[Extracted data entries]
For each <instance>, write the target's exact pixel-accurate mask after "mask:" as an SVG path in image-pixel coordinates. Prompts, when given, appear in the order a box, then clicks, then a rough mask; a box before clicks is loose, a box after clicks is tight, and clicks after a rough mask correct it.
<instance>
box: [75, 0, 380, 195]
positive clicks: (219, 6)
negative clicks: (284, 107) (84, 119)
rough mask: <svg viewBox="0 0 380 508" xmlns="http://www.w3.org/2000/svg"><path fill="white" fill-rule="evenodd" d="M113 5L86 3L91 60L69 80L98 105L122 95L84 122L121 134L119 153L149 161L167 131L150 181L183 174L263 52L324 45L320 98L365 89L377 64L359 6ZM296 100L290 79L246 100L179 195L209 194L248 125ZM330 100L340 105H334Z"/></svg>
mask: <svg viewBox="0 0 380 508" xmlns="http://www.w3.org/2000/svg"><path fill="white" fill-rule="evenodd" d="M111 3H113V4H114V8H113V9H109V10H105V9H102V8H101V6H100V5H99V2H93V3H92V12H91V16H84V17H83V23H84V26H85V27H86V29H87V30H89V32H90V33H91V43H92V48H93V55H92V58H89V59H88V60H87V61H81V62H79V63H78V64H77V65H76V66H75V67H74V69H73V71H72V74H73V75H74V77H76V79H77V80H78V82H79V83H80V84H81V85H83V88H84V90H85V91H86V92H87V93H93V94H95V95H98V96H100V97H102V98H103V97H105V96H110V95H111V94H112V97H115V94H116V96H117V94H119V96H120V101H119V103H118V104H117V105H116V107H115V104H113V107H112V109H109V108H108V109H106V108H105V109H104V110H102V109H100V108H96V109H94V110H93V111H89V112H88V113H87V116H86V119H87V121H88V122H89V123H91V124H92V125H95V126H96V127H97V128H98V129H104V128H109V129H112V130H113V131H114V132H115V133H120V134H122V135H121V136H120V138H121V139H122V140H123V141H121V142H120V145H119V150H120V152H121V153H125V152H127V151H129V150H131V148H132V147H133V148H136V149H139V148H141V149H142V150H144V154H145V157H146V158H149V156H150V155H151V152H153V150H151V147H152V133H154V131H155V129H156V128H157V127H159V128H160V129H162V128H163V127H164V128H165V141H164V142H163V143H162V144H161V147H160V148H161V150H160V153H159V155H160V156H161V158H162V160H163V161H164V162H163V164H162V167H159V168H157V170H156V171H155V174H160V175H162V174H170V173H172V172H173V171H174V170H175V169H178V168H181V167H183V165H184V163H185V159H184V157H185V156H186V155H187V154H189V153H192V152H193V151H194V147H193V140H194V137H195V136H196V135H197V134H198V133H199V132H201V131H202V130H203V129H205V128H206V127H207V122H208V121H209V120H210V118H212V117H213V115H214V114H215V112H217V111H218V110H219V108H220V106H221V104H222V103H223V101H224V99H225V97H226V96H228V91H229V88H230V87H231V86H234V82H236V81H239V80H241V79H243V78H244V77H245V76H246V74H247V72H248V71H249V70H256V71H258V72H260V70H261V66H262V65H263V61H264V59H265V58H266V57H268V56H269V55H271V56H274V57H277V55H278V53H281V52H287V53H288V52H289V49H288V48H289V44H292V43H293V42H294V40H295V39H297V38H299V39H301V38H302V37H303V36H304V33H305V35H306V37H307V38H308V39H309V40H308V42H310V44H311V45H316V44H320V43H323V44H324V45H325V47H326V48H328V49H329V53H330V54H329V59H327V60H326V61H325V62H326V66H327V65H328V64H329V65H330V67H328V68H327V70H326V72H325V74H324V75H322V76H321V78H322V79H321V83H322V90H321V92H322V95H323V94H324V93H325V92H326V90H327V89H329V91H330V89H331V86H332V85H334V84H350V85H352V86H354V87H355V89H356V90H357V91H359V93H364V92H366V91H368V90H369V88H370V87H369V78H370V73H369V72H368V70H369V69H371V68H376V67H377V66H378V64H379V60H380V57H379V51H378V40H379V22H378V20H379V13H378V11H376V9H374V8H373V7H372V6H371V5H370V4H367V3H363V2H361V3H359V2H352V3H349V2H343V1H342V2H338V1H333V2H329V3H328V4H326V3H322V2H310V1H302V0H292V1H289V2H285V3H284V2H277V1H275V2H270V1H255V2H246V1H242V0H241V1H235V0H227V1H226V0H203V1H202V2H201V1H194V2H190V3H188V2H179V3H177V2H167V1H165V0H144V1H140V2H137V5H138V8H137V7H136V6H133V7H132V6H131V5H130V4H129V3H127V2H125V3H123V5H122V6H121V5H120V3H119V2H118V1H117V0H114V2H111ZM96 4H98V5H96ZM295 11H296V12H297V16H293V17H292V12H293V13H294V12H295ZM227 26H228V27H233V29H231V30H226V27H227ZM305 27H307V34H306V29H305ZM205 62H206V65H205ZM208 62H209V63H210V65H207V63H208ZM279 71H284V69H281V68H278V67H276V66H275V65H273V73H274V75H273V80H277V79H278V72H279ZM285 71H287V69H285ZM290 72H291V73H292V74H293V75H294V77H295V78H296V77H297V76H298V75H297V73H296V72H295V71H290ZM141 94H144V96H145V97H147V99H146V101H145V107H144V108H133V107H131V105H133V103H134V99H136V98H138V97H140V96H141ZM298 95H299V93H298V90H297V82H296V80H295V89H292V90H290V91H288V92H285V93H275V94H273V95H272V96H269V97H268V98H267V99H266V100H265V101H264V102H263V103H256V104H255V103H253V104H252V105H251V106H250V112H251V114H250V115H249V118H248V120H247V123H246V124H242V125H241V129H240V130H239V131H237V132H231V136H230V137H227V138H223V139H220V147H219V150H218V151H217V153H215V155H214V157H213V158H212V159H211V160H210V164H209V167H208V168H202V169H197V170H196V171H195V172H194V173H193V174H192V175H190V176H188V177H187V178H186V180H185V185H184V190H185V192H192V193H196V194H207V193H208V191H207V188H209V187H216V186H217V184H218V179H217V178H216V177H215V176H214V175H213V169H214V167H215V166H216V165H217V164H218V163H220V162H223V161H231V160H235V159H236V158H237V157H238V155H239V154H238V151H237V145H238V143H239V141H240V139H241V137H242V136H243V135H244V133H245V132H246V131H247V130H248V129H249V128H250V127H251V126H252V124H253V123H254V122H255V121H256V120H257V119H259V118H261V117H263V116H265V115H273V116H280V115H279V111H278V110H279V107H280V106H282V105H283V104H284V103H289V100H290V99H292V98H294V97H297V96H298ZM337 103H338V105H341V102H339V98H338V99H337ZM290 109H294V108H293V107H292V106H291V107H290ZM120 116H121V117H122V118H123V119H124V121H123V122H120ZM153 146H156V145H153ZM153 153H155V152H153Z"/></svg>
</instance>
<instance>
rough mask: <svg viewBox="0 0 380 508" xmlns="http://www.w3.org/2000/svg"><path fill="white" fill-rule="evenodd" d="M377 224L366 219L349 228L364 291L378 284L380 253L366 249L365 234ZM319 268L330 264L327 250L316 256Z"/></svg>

EXERCISE INSTRUCTIONS —
Can you give the whole listing again with each "rough mask" changed to "draft mask" and nothing else altered?

ANSWER TO THIS PROBLEM —
For each <instance>, write the target's exact pixel-accurate mask after "mask:" as an SVG path in image-pixel coordinates. Prompts, when given, appear in the order a box, then clicks, then a draft mask; a box before clicks is loose, a box after clicks is tight, and clicks after a draft mask correct it.
<instance>
box: [75, 0, 380, 195]
positive clicks: (219, 6)
negative clicks: (284, 107) (84, 119)
draft mask: <svg viewBox="0 0 380 508" xmlns="http://www.w3.org/2000/svg"><path fill="white" fill-rule="evenodd" d="M113 5L86 3L91 60L69 80L98 105L122 95L84 122L121 134L119 153L149 161L167 131L150 181L183 174L263 52L324 45L320 98L365 89L377 64L359 6ZM296 100L290 79L246 100L179 195L209 194L248 125ZM330 100L340 105H334Z"/></svg>
mask: <svg viewBox="0 0 380 508" xmlns="http://www.w3.org/2000/svg"><path fill="white" fill-rule="evenodd" d="M111 3H113V4H114V8H113V9H109V10H105V9H102V8H101V6H100V5H99V2H93V3H92V12H91V16H84V17H83V23H84V26H85V27H86V29H87V30H89V32H90V33H91V43H92V48H93V55H92V58H89V59H88V60H87V61H81V62H79V63H78V64H77V65H76V66H75V67H74V69H73V71H72V74H73V75H74V77H76V79H77V80H78V82H79V83H80V84H81V85H83V88H84V90H85V91H86V92H87V93H93V94H95V95H98V96H100V97H102V98H103V97H105V96H110V95H111V94H112V97H115V94H116V96H117V94H119V96H120V101H119V103H118V104H117V105H116V107H115V104H113V107H112V109H109V108H108V109H106V108H105V109H104V110H102V109H100V108H96V109H94V110H93V111H89V112H88V113H87V116H86V119H87V121H88V122H89V123H91V124H92V125H95V126H96V127H97V128H98V129H104V128H109V129H112V130H113V131H114V132H115V133H120V134H122V135H121V136H120V138H121V139H122V140H123V141H121V142H120V145H119V150H120V152H121V153H125V152H127V151H129V150H131V148H132V147H133V148H136V149H139V148H141V149H142V150H144V154H145V157H146V158H149V156H150V155H151V152H153V150H151V147H152V133H154V131H155V129H156V128H157V127H159V128H160V129H162V128H163V127H164V128H165V141H164V142H163V143H162V144H161V147H160V148H161V150H160V153H159V155H160V156H161V158H162V160H163V161H164V162H163V164H162V167H159V168H157V170H156V171H155V174H160V175H162V174H170V173H172V172H173V171H174V170H175V169H178V168H181V167H183V165H184V163H185V159H184V157H185V156H186V155H187V154H189V153H192V152H193V151H194V147H193V140H194V137H195V136H196V135H197V134H198V133H199V132H201V131H202V130H203V129H205V128H206V127H207V122H208V121H209V120H210V118H212V117H213V115H214V114H215V112H217V111H218V110H219V108H220V106H221V104H222V103H223V101H224V99H225V97H226V96H228V91H229V88H230V87H231V86H234V82H236V81H239V80H241V79H243V78H244V77H245V76H246V74H247V72H248V71H249V70H256V71H258V72H260V70H261V66H262V65H263V61H264V59H265V58H266V57H268V56H269V55H271V56H274V57H277V55H278V53H281V52H287V53H288V52H289V49H288V48H289V44H292V43H293V42H294V40H295V39H297V38H299V39H301V38H302V37H303V36H304V33H305V35H306V37H307V38H308V39H309V40H308V42H310V44H311V45H316V44H320V43H323V44H324V45H325V47H326V48H328V49H329V53H330V54H329V59H327V60H326V61H325V62H326V66H327V65H328V64H329V65H330V67H328V68H327V70H326V72H325V74H324V75H322V76H321V78H322V79H321V83H322V90H321V92H322V95H323V94H324V93H325V92H326V90H327V89H329V91H330V89H331V86H332V85H334V84H350V85H352V86H354V87H355V89H356V90H357V91H359V93H364V92H366V91H368V90H369V88H370V87H369V78H370V73H369V72H368V70H369V69H371V68H376V67H377V66H378V64H379V60H380V57H379V51H378V40H379V22H378V20H379V13H378V11H376V9H374V8H373V7H372V6H371V5H370V4H367V3H363V2H361V3H359V2H352V3H349V2H343V1H342V2H338V1H333V2H329V3H328V4H326V3H322V2H310V1H302V0H292V1H289V2H285V3H284V2H277V1H275V2H270V1H255V2H246V1H242V0H241V1H235V0H227V1H226V0H203V1H202V2H201V1H194V2H190V3H188V2H179V3H177V2H167V1H165V0H144V1H140V2H137V5H138V8H137V7H136V6H133V7H132V6H131V5H130V4H129V3H127V2H125V3H123V5H122V6H121V5H120V3H119V2H118V1H117V0H114V2H111ZM96 4H98V5H96ZM295 11H296V12H297V16H293V17H292V12H293V13H294V12H295ZM227 26H228V27H233V29H231V30H226V27H227ZM305 27H307V34H306V29H305ZM205 62H206V65H205ZM208 62H209V63H210V65H207V63H208ZM279 71H284V69H281V68H278V67H276V66H275V65H273V73H274V75H273V80H277V79H278V72H279ZM285 71H287V69H285ZM290 72H291V73H292V74H293V75H294V77H295V78H296V77H297V76H298V75H297V73H296V72H295V71H290ZM141 94H144V96H145V97H147V99H146V101H145V107H144V108H133V107H131V105H133V103H134V99H136V98H138V97H140V96H141ZM298 95H299V93H298V90H297V82H296V80H295V89H292V90H290V91H288V92H285V93H275V94H273V95H272V96H269V97H268V98H267V99H266V100H265V101H264V102H263V103H256V104H255V103H253V104H252V105H251V106H250V112H251V114H250V115H249V118H248V120H247V123H246V124H242V125H241V129H240V130H239V131H237V132H231V136H230V137H227V138H223V139H220V147H219V150H218V151H217V153H215V155H214V157H213V158H212V159H211V160H210V164H209V167H208V168H202V169H197V170H196V171H195V172H194V173H193V174H192V175H190V176H188V177H187V178H186V180H185V185H184V190H185V192H192V193H196V194H207V193H208V191H207V188H209V187H216V186H217V184H218V179H217V178H216V177H215V176H214V175H213V169H214V167H215V166H216V165H217V164H218V163H220V162H223V161H231V160H235V159H236V158H237V157H238V155H239V154H238V151H237V145H238V143H239V141H240V139H241V137H242V136H243V135H244V133H245V132H246V131H247V130H248V129H249V128H250V127H251V126H252V124H253V123H254V122H255V121H256V120H257V119H259V118H261V117H263V116H265V115H273V116H280V115H279V111H278V110H279V107H280V106H282V105H283V104H284V103H289V100H290V99H292V98H294V97H297V96H298ZM337 103H338V105H341V102H339V98H338V99H337ZM290 109H294V108H293V107H292V106H291V107H290ZM120 116H121V117H122V118H123V119H124V121H123V122H120ZM153 146H156V145H153ZM153 153H155V152H153Z"/></svg>
</instance>
<instance>
draft mask: <svg viewBox="0 0 380 508" xmlns="http://www.w3.org/2000/svg"><path fill="white" fill-rule="evenodd" d="M377 224L366 219L349 228L364 291L378 284L380 253L366 249L365 234ZM319 268L330 264L327 250L316 256Z"/></svg>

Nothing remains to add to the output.